◆ **TASK STATEMENT**:
Reproduce the following Turkey Trot article word for word, from the first sentence to the last.

◆ **TEXT SECTION**:
○ ○ ○ ○
If you’re looking for a fun way to start your Thanksgiving, or just fancy a challenge with family and friends before tucking into your lunch, why not sign up for a Turkey Trot? You might have heard of this Thanksgiving tradition, or even run one before, but after a year of cancellations due to Coronavirus restrictions, Turkey Trots are back!
What is a Turkey Trot and how long is it?
A Turkey Trot is a road race that usually takes place on Thanksgiving morning, which is the last Thursday in November in the U.S. This year, Thanksgiving falls on November 25. Most races will have different courses available, starting at a fun run of around one mile, and going up to a longer race for more experienced runners looking for a challenge. On average, Turkey Trots will have a couple of different races between 3.1 and 8 miles.
The oldest Turkey Trot race is the Buffalo Turkey Trot, which has been put on by the YMCA every year since 1896. The race can be an easy fun run/walk, or a competitive, fast race — it completely depends on your goals.
○ ○ ○ ○
◆ **EXERCISE DATA**:
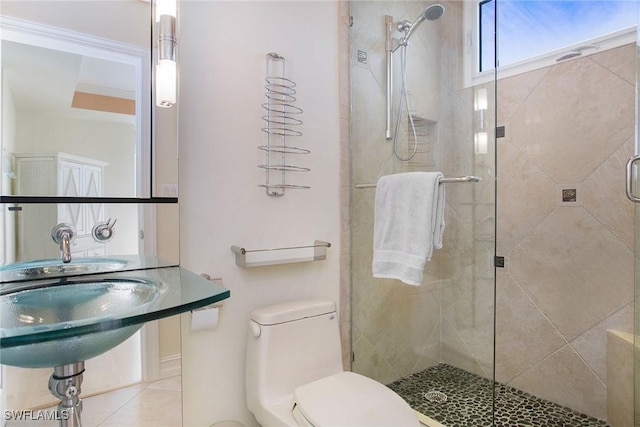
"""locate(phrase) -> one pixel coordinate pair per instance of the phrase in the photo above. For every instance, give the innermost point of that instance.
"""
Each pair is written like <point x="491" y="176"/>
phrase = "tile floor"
<point x="156" y="404"/>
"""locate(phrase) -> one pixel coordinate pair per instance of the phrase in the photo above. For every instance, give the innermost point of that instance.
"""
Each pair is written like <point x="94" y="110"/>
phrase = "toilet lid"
<point x="350" y="400"/>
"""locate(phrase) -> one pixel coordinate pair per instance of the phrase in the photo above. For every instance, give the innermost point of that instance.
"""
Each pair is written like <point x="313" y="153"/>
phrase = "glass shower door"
<point x="433" y="343"/>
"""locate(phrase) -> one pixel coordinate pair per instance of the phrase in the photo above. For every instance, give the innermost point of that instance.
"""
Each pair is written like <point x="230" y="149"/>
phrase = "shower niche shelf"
<point x="276" y="256"/>
<point x="281" y="124"/>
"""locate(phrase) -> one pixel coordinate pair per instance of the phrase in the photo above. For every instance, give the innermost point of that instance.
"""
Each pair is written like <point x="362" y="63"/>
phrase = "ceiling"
<point x="44" y="81"/>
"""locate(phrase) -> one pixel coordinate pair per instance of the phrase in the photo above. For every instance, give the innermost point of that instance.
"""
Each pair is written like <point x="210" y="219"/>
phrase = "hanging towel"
<point x="408" y="224"/>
○ ○ ○ ○
◆ **YOUR RESPONSE**:
If you’re looking for a fun way to start your Thanksgiving, or just fancy a challenge with family and friends before tucking into your lunch, why not sign up for a Turkey Trot? You might have heard of this Thanksgiving tradition, or even run one before, but after a year of cancellations due to Coronavirus restrictions, Turkey Trots are back!
What is a Turkey Trot and how long is it?
A Turkey Trot is a road race that usually takes place on Thanksgiving morning, which is the last Thursday in November in the U.S. This year, Thanksgiving falls on November 25. Most races will have different courses available, starting at a fun run of around one mile, and going up to a longer race for more experienced runners looking for a challenge. On average, Turkey Trots will have a couple of different races between 3.1 and 8 miles.
The oldest Turkey Trot race is the Buffalo Turkey Trot, which has been put on by the YMCA every year since 1896. The race can be an easy fun run/walk, or a competitive, fast race — it completely depends on your goals.